(Dataset entries)
┄┄┄┄┄┄┄┄┄┄

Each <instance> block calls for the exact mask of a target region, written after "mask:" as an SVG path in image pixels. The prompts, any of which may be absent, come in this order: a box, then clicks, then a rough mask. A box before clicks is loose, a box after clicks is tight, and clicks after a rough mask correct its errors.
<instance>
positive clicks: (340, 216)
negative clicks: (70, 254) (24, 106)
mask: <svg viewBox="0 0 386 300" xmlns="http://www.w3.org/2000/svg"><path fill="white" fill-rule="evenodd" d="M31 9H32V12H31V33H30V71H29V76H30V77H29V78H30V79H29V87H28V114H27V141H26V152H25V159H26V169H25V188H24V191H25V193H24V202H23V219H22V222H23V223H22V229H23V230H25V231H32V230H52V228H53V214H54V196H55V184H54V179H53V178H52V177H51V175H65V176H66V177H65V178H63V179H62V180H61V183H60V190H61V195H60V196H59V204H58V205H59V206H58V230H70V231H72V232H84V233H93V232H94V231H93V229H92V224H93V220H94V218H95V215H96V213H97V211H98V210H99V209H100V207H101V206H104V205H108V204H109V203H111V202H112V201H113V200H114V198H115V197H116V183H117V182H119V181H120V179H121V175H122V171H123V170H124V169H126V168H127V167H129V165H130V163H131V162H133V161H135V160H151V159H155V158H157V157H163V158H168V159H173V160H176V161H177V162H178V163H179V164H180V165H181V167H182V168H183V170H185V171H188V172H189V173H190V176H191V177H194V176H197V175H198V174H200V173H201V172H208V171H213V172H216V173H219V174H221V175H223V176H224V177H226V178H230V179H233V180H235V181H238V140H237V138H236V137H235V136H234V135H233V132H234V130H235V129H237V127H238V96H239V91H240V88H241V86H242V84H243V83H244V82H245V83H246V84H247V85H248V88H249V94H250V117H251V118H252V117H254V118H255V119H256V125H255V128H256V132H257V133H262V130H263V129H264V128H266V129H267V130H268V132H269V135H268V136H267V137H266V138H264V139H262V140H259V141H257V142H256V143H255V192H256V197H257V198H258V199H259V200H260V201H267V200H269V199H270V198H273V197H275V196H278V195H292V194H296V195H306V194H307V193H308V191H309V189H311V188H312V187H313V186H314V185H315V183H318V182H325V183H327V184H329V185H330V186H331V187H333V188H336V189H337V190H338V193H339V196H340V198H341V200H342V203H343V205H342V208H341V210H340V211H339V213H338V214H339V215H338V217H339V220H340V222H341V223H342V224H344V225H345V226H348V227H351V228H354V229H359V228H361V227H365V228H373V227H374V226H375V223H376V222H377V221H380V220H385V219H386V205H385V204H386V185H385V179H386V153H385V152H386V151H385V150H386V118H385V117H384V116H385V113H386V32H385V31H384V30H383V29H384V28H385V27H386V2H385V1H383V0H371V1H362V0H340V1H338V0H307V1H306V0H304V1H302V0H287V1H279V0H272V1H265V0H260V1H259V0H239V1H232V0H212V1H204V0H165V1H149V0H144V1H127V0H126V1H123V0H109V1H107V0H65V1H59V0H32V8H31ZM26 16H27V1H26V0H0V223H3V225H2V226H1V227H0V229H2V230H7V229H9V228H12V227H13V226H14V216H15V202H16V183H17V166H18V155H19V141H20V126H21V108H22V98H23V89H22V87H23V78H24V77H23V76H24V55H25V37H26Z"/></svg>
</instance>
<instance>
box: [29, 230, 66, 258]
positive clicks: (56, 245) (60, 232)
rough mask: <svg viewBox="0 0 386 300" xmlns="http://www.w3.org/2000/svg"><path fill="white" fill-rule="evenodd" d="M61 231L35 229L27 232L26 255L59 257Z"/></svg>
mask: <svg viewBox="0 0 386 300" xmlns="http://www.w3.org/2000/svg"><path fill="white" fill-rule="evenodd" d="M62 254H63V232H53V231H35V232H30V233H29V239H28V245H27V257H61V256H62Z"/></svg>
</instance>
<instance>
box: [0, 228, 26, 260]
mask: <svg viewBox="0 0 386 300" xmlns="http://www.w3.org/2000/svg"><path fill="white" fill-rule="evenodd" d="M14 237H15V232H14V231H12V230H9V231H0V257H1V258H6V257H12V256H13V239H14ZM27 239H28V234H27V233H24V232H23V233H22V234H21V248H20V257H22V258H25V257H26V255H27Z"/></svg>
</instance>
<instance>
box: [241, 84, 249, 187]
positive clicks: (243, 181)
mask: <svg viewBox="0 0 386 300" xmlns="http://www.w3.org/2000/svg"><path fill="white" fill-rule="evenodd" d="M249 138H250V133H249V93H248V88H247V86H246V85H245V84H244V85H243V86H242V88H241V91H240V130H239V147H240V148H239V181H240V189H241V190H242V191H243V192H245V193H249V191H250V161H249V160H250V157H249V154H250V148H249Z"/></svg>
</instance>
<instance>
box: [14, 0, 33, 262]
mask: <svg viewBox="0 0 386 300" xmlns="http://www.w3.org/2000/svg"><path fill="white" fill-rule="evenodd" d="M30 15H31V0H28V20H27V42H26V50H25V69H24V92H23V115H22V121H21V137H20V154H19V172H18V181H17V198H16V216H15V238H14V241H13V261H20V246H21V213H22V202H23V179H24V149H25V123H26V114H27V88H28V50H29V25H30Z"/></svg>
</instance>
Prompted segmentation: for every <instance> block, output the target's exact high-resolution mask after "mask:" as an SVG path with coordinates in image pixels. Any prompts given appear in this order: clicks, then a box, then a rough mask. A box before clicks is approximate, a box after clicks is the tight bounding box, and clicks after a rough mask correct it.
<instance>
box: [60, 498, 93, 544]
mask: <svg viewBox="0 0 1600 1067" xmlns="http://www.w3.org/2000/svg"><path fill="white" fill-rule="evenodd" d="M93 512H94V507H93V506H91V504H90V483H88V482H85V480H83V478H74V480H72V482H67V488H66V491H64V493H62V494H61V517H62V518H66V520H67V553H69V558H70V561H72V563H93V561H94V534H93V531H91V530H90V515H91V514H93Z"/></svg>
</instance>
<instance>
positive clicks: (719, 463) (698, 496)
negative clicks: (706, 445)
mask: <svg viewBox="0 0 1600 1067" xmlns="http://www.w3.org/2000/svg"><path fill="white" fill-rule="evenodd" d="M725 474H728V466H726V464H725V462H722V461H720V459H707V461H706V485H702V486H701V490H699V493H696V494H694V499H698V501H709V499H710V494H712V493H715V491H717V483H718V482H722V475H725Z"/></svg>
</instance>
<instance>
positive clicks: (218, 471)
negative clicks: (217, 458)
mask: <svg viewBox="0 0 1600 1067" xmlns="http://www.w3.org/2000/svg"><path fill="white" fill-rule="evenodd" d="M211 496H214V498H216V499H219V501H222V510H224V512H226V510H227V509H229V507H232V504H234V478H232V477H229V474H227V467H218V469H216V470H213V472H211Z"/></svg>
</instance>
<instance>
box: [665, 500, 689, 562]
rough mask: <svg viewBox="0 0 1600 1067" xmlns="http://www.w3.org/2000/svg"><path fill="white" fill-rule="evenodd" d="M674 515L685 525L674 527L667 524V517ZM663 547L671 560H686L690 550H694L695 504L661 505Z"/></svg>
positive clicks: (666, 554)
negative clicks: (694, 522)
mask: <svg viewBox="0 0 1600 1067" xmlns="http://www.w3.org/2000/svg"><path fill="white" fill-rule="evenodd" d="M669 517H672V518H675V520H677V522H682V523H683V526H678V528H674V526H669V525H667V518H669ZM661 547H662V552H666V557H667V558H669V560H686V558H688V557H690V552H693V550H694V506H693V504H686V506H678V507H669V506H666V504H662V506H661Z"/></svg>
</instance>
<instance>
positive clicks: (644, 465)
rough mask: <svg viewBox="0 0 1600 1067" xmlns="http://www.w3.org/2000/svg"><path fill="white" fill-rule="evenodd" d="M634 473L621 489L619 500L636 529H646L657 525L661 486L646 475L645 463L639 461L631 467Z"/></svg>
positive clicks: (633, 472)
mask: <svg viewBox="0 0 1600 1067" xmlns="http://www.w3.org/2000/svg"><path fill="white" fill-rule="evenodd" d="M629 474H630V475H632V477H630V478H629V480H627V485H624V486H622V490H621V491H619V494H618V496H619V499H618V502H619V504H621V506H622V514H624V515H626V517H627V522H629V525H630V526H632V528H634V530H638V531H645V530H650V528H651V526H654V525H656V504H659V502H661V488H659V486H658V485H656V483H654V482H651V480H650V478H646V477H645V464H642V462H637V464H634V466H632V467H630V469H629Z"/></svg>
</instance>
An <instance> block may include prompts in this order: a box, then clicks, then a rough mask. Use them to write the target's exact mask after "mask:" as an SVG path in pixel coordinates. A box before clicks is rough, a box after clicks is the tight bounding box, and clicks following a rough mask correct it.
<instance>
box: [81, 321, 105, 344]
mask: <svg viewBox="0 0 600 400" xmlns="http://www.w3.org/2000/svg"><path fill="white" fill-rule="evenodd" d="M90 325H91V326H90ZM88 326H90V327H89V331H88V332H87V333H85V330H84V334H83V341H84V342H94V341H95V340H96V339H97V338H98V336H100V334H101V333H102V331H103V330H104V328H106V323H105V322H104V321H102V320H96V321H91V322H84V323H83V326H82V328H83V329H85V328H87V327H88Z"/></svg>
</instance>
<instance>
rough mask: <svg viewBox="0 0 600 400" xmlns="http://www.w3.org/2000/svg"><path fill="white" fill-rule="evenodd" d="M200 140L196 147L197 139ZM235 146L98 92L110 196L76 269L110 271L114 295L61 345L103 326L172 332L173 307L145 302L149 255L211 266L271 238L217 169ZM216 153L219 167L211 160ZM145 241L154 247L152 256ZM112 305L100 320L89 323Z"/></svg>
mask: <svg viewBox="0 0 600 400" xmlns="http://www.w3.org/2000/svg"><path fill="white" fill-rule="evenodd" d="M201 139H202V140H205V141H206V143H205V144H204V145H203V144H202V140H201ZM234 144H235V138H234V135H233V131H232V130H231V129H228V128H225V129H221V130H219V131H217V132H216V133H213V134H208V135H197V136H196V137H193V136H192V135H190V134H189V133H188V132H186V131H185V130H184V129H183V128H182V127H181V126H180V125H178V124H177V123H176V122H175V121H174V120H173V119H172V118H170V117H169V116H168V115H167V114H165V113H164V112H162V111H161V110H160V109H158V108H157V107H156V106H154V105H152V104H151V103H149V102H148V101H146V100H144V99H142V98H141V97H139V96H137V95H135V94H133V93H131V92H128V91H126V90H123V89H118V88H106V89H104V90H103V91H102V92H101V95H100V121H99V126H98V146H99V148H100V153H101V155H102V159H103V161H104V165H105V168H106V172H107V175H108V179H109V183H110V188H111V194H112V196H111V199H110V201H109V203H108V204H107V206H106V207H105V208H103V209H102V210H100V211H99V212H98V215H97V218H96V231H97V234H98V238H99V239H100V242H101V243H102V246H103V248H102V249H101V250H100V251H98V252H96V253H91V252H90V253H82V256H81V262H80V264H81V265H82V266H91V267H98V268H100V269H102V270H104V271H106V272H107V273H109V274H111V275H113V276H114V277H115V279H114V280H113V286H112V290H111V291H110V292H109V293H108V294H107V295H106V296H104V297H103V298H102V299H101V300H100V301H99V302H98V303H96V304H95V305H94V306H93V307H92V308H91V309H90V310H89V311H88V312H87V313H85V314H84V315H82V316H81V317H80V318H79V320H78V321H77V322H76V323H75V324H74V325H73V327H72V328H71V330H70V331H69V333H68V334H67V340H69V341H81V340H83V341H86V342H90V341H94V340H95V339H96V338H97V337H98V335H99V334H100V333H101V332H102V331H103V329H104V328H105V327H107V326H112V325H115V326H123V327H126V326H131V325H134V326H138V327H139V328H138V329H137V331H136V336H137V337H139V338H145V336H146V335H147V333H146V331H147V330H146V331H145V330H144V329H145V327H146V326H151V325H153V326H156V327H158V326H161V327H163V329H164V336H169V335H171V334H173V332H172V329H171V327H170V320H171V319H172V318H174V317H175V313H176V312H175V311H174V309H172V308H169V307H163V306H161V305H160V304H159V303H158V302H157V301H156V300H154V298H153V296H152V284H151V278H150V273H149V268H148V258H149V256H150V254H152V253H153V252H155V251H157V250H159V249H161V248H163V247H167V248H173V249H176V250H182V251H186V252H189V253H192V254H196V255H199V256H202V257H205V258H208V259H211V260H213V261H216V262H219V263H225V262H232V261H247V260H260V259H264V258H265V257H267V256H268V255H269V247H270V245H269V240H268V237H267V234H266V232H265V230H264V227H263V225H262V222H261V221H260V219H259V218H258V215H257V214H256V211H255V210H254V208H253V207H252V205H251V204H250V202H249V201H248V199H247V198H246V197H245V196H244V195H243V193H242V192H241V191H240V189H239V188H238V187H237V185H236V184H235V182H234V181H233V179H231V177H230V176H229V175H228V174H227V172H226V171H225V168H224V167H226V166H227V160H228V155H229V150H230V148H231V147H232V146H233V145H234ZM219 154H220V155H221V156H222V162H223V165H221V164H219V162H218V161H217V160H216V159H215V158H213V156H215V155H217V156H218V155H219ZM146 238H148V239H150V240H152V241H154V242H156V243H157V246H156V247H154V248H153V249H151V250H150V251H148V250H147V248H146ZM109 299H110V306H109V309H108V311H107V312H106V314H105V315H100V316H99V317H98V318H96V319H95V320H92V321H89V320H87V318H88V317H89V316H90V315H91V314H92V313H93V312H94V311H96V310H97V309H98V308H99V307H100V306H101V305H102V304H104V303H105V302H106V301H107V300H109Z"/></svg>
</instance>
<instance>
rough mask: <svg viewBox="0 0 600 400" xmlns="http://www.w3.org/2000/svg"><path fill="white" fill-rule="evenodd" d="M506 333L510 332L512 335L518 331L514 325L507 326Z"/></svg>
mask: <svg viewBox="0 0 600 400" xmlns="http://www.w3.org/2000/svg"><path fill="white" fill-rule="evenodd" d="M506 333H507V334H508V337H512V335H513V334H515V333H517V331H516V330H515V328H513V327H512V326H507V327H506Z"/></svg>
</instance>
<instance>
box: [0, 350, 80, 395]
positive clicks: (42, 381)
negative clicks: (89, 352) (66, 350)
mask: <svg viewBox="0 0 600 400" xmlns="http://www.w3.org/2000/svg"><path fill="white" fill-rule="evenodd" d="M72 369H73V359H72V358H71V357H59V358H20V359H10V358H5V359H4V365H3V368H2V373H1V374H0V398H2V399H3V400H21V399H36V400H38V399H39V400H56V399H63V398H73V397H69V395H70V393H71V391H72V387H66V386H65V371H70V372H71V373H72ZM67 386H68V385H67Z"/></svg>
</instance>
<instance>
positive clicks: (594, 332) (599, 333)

┄┄┄┄┄┄┄┄┄┄

*WORK REQUEST*.
In the entries above, the lines between the one holding "positive clicks: (644, 465)" and the one holding "473L621 489L619 500L636", inclusive, are to be printed exactly as written, and those alone.

*EXERCISE ANSWER*.
positive clicks: (644, 465)
rough mask: <svg viewBox="0 0 1600 1067" xmlns="http://www.w3.org/2000/svg"><path fill="white" fill-rule="evenodd" d="M634 473L621 489L619 500L636 529H646L657 525L661 486L646 475L645 463L639 461L631 467Z"/></svg>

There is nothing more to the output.